> _ENUNCIADO DA TAREFA_
Informe, com base no texto de leitura, qual foi o diagnóstico do senhor Yoshi.

> _TEXTO DE LEITURA_
..........
Jorge R1 cuida do senhor Yoshi que está com um quadro respiratório atípico esperando o resultado de tomografia. Abrimos juntos a tomografia: sem sinais de Covid-19… O diagnóstico era outro. Os olhos de Jorge R1, no seu 1,90 m, se encharcam. É empatia que chama. O filho de Yoshi quer que contemos apenas para ele o diagnóstico do pai; dizemos que não podemos omitir os resultados de uma pessoa, se ela quer saber não é ético. Jorge R1 engasga e não consegue dizer a Yoshi o que se passa com ele. Eu assumo a palavra e digo de uma forma que ele possa compreender: é câncer de pulmão com metástases. Encaminhamos para oncologia e tentamos amenizar, mesmo quando isso não é possível. Jorge R1 pede para tomar uma água. Permitido! Ele se afasta de cabeça baixa falando consigo mesmo.
 
Mariana R1 aproveita suas habilidades com as agulhas e colhe as gasometrias. Conta de sua mudança para São Paulo neste caos, mas lá também estava o caos. Onde não estava? Ela trata de uma paciente com dor no tórax. Não era coronavírus, não era embolia, era dor da angústia que dói no corpo e na alma.
 
Chega uma ambulância do Samu com mais uma paciente com suspeita de Covid-19, eu aviso à regulação: não tem leito, não tem maca, não tem ponto de oxigênio. Tenso e com alguma vergonha aviso ao colega que não temos condição de recebê-la. Eles dão meia-volta e procuram outro destino.
..........
> _MATERIAL FORNECIDO_
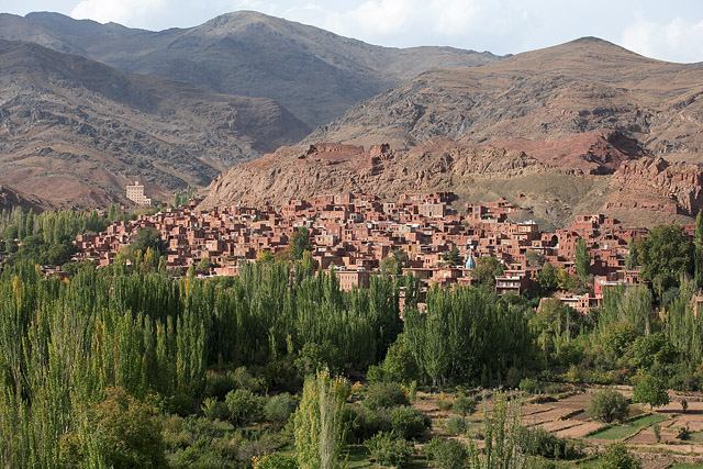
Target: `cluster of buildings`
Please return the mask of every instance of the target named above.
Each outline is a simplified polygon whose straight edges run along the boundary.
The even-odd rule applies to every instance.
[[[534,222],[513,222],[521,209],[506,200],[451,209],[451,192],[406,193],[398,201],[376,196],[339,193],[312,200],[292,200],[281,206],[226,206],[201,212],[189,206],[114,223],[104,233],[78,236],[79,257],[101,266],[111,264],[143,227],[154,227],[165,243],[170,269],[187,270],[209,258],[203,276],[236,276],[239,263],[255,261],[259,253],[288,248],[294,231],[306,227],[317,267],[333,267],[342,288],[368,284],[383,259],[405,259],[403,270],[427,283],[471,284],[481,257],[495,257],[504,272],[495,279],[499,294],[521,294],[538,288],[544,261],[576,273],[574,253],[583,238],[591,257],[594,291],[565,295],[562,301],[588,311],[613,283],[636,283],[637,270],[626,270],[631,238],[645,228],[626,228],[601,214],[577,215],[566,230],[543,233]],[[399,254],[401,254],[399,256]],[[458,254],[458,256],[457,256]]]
..........
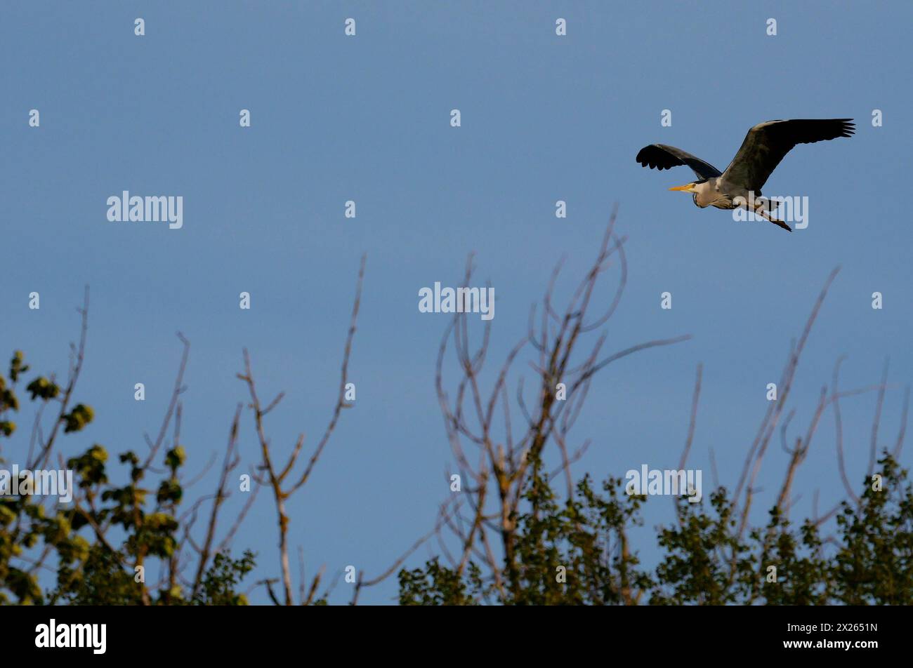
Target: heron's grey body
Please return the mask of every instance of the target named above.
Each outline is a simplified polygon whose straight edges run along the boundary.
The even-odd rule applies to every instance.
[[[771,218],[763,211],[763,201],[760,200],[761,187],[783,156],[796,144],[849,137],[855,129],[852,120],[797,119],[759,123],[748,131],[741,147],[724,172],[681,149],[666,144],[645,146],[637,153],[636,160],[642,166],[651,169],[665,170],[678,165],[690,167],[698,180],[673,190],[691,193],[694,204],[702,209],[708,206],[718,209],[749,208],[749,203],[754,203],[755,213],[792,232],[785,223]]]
..........
> _RESPOSTA AO EXERCÍCIO_
Câncer de pulmão com metástases.